▸ **Required work**
Locate every line in the data below that contains the word "with" and copy each of those lines in full.

▸ **Supplied records**

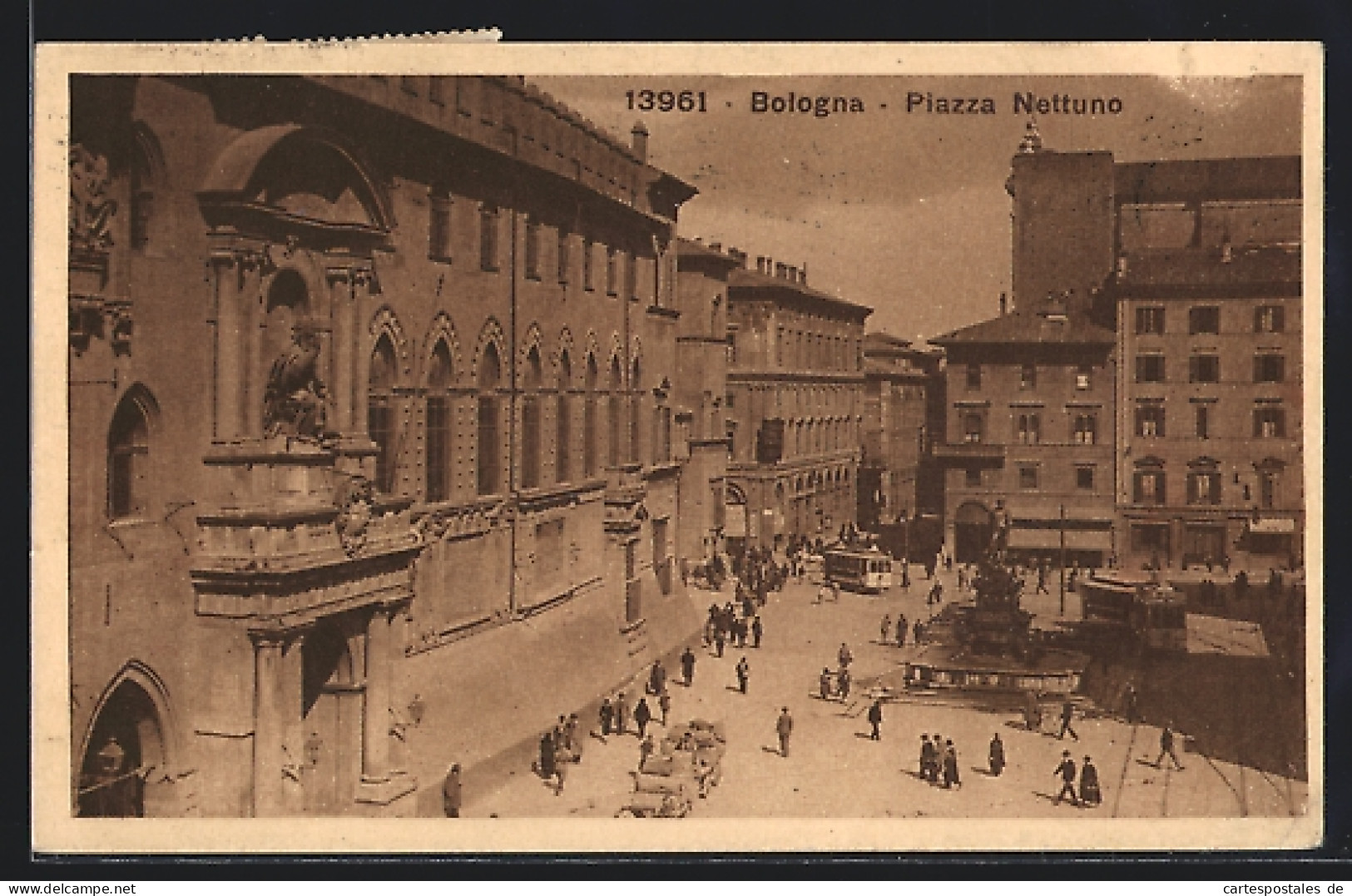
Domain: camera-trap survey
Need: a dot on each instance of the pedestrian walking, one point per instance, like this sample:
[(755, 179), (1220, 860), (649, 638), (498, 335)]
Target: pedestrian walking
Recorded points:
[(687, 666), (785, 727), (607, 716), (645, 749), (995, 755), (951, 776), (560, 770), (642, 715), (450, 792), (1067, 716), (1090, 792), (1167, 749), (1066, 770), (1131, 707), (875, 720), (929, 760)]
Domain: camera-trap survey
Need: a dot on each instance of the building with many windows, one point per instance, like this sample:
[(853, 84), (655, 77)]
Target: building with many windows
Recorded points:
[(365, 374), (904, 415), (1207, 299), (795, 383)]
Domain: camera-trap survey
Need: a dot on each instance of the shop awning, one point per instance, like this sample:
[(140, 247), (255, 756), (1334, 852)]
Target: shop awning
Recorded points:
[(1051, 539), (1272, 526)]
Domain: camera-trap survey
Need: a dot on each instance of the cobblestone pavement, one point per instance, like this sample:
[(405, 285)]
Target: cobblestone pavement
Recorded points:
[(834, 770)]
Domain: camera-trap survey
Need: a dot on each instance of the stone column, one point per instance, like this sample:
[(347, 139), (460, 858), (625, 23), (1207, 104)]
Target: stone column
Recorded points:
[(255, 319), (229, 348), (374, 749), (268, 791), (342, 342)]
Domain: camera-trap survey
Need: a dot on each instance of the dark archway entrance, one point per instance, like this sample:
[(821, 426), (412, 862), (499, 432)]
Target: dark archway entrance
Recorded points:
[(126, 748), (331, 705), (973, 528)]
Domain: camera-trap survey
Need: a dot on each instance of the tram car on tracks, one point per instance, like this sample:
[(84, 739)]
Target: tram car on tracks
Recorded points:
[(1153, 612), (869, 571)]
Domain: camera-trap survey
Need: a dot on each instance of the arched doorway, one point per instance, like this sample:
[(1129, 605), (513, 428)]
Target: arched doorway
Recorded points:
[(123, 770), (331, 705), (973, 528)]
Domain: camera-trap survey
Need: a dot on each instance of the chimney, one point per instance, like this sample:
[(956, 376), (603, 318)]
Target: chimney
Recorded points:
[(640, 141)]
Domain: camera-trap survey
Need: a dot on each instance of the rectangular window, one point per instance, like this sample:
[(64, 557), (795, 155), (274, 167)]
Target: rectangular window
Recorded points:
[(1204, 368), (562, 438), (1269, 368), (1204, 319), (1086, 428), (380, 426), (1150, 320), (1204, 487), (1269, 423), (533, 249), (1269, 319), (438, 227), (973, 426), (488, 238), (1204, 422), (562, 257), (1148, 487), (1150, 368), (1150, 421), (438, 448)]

▸ **Answer to the problem**
Need: a dot on each instance of the building with many windows, one point per instance, like this sample:
Target: building with many windows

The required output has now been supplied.